*How to complete this task:*
In the article below on human rights in Turkey, after how many days was the hunger strike by Kurdish political prisoners called off?

*Supplied text:*
========

Published by Morning Star on the 19th of April 2017


The situation for human rights in Turkey is dire, and on course to become much worse, says ROSA GILBERT


YESTERDAY (18/4/17), a hunger strike in Turkish prisons by Kurdish political prisoners was called off after 62 days — a number of hunger strikers had gone blind and were approaching death.

The Kurdistan Communities Union (KCK), representing Kurds in Turkey and northern Syria, asked prisoners to come off hunger strike as the conditions within prisons have been brought to international attention and they are able to continue this struggle through other means.

As time was running out, international solidarity did indeed heighten — solidarity hunger strikes started in Brighton, London and Cardiff last Tuesday April 11.

On Monday, RMT assistant general secretary Steve Hedley and national executive member Eddie Dempsey visited the solidarity tent outside Finsbury Park at the invitation of the Kurdistan Solidarity Campaign where they pledged their support and their willingness to take up a symbolic two-day hunger strike this weekend.

The situation in Turkish prisons is at breaking point. In an atmosphere of massive human rights violations, perpetrated behind the cover of the state of emergency declared last July, the Turkish government jailed political opponents and critical journalists in the build-up to Sunday’s constitutional referendum on increased presidential powers for the authoritarian ruler Recep Tayyip Erdogan.

Despite this, the Yes vote only managed to win with a small majority among accusations of irregularities and voter fraud, with the Turkish electoral board declaring unstamped ballots to be valid.

Turkey’s three main cities — Istanbul, Ankara, and Izmir — all voted No. In Britain, the No vote among the Turkish diaspora was almost 80 per cent.

========

*Provided data:*
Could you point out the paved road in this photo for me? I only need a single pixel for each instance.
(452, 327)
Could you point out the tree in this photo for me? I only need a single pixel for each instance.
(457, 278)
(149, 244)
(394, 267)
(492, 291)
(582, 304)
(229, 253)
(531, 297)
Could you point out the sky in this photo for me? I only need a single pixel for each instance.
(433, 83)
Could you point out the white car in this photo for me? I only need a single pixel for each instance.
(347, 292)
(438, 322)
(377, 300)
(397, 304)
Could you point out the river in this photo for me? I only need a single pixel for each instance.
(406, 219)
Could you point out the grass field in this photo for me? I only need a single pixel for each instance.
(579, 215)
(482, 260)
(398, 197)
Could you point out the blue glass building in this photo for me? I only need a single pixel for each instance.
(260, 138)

========

*Answer for the task:*
62 days